Çıkarılan Metin →
Recent Posts

15 Aralık 2015 Salı

|| Dilan Ak-Kalbimdeki İmza || Yorum



Kalbimdeki İmza'nın bitmesinin verdiği buruk bir sevinçle yorumumu paylaşayım istedim. Benim güzeller güzeli kuzenimin ilk kitabı olması daha bir heyecan katıyor insana okurken. "Ay ne güzel ifade etmiş bu duyguyu." ,"Aman Allah'ım ben bu adamı yerim!" gibi cümleler kurdurttu bana sürekli ki tanıyanlar bilir beni neredeyse okuduğum her kitapta aşık olunacak bir karakter bulurum kendime. Bu kitaptaki aşık olunası adam da Demir. Önce Fulya ve Aras'tan bahsedeyim. Demir'ime sonra değineceğim :) Fulya, Londra'da ailesinden ayrı yüksek lisans yapan, annesini beş yıl önce trafik kazasında kaybetmiş, hayattaki tek desteği babası ve abisi olan bir öğrenci. Güzelce okulumu bitirip kendi ülkeme döneyim dememiş Aras'ı bulmuş orada. Bir ben miyim bilmiyorum, kitabın ilk sayfalarından itibaren ısınamadım şu adama. Güzel bir ilişkileri var evet, Fulya delicesine aşık belli. Ama o Aras'ta bir iticilik var arkadaş. Okudukça diyorum bu adamda bir şey var, sağlam
pabuç değil. Herhalde bu kinimin sebebi Demir'e duyduğum sevgi. Ah Demir! Az kaldı birazdan ondan da bahsedeceğim :) Aras, hayalleri uğruna tıp fakültesini bırakmış ve ressam olmuş. Üstelik bu meslek seçiminden dolayı ailesiyle de ters düşmüş ve görüşmüyor. Gelelim Demir'e. Demir uzun boylu, esmer, kahverengi gözlü, kirli sakallı eh kaslı olduğunu eklememe gerek yok o zaten Allah'ın emri :) Tabi bir de iş adamı(en sevdiğimden). Bir gülüşü var ki kutupları eritir. Bir duruşu var ki içinizi titretir. En önemlisi de öylesine güzel seven bir adam ki beş yıl boyunca Fulya'yı uzaktan, dokunmadan üstelik ona dokunan ellere şahitlik ederek sevmiş. Onun için her şeyini bırakıp Londra'ya yerleşmiş sırf ona daha yakın olabilmek için. Bütün bunlar yetmez mi ona aşık olmaya? Ama yetmiyormuş...

Öğe Listesi →
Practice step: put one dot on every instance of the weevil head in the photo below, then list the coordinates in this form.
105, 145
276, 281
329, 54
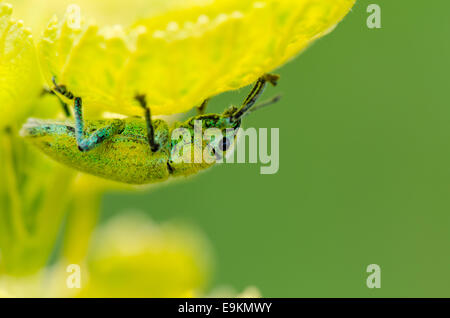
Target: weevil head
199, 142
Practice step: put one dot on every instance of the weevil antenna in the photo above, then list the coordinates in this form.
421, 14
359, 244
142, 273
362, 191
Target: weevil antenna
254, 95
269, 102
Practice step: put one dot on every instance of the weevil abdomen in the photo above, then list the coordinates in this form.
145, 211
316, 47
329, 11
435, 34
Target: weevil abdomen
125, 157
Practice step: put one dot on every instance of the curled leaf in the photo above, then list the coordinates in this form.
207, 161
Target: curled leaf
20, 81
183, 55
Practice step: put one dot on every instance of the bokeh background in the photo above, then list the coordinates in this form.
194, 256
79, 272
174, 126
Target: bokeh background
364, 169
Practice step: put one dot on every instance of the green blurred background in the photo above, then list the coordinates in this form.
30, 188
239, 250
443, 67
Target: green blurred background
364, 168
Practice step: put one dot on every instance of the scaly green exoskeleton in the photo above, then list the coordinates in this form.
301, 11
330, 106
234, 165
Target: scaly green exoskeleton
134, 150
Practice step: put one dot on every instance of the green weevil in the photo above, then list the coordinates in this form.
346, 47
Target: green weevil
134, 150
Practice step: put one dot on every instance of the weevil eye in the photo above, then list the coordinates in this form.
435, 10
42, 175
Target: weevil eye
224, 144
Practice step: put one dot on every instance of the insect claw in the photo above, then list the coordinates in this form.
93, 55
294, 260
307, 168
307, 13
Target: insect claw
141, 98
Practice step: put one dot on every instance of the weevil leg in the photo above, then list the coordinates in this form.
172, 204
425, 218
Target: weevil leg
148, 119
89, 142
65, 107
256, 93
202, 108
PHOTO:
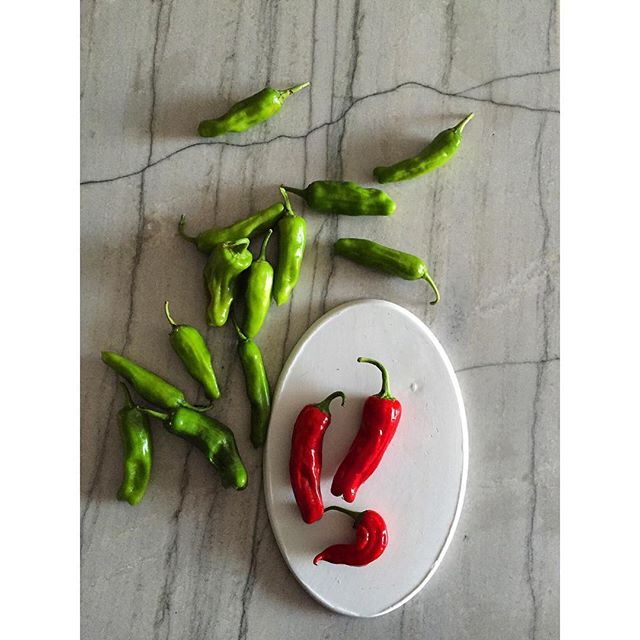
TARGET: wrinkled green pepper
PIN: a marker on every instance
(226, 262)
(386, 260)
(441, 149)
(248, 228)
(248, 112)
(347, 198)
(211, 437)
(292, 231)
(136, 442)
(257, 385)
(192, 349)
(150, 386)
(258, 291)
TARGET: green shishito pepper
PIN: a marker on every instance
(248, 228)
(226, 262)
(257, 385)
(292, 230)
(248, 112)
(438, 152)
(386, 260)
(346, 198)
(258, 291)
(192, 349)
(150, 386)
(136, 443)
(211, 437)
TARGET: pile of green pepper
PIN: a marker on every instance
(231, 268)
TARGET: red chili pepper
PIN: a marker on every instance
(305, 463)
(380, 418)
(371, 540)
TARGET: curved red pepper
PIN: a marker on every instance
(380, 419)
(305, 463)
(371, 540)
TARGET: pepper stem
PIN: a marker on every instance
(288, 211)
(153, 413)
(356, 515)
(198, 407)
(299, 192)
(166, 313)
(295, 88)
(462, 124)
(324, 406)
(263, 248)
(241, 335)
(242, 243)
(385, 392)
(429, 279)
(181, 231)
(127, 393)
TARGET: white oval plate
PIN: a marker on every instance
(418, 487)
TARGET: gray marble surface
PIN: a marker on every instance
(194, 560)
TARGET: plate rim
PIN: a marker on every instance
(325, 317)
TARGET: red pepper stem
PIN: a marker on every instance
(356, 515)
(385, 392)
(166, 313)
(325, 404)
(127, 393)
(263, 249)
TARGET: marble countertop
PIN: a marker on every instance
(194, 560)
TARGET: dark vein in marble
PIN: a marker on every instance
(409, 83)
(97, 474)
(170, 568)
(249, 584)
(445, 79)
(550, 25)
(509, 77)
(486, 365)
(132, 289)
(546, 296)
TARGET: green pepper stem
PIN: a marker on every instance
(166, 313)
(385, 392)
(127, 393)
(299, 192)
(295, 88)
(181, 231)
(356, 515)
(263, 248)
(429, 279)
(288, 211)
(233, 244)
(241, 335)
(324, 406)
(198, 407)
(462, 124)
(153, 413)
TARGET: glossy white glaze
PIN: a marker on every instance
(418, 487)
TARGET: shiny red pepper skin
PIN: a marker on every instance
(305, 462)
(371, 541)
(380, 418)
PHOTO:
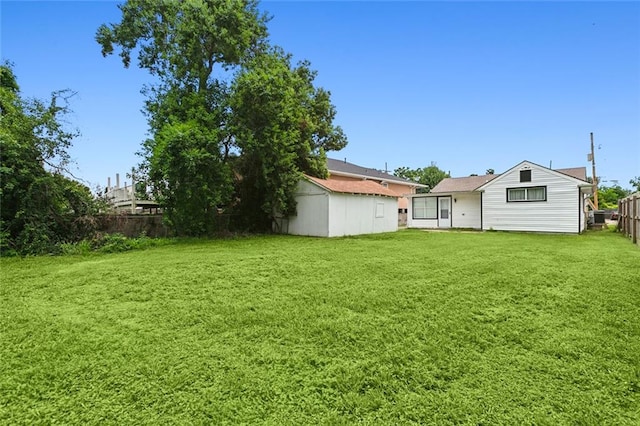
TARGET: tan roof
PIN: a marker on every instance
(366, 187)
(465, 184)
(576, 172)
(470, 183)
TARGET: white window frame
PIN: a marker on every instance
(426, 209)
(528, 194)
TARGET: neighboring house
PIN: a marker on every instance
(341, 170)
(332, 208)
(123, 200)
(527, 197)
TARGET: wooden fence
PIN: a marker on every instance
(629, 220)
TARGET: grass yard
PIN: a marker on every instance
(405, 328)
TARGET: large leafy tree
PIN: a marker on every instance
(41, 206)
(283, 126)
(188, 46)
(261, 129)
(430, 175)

Çalışma Soruları →
1. Aşağıdaki (a), (b) ve (c) ifadelerinin Kalbimdeki İmza yorumuyla uyuşup uyuşmadığını evet ya da hayır ile belirtin ve her birinde belirleyici sözleri yorumdan birebir alıntılayın.
(a) Fulya, annesini beş yıl önce bir trafik kazasında kaybetmiştir.
(b) Aras, ailesiyle düzenli olarak görüşmektedir.
(c) Demir, Fulya'ya yakın olmak için Londra'ya yerleşmiştir.
2. Kalbimdeki İmza yorumuna göre şu soruları kısaca cevaplayın:
(a) Fulya Londra'da ne yapmaktadır?
(b) Aras hangi fakülteyi bırakmıştır?
(c) Demir'in mesleği nedir?
3. Kalbimdeki İmza yorumunu son cümlesinden itibaren sürdürün.

Cevaplar →
1.
(a) Evet: "annesini beş yıl önce trafik kazasında kaybetmiş"
(b) Hayır: "ailesiyle de ters düşmüş ve görüşmüyor"
(c) Evet: "Onun için her şeyini bırakıp Londra'ya yerleşmiş sırf ona daha yakın olabilmek için"

2.
(a) Yüksek lisans yapmaktadır.
(b) Tıp fakültesini bırakmıştır.
(c) İş adamıdır.

3.
Okumaya can alıcı bir sahneyle başlıyorsunuz. Yahu noluyor demeye kalmadan ilk bölümden başlıyor atraksiyonlar. Fulya ve Aras yıl dönümlerini kutlamak için yemeğe çıkıyorlar ve o da ne Demir'le karşılaşıyorlar. Tabi Demir'in Fulya'ya bakışlarından Aras huylanıyor, ona karşı ilgisi olduğunu düşünüp gecelerini berbat ediyor. Gece sonlandı kız gidiyor derken yine bir atraksiyon, Fulya kaçırılıyor. Kim kaçırıyor az çok tahmin ediyorsunuzdur. Dedim yok artık bu kadarını yapmaz ama yaptı. Artık adamın canına nasıl tak ettiyse adeta gözü dönüyor.


"Sevdiğin kadına başkasının sahip olması canımı ne kadar yakıyor biliyor musun? Sana bakan bakışları kör etmek isterken, sen onun oldun Fulya. Ben her gece senin hayalini kurarken, benim olmanı dilerken sen..."


Ne çektin be Demir'im.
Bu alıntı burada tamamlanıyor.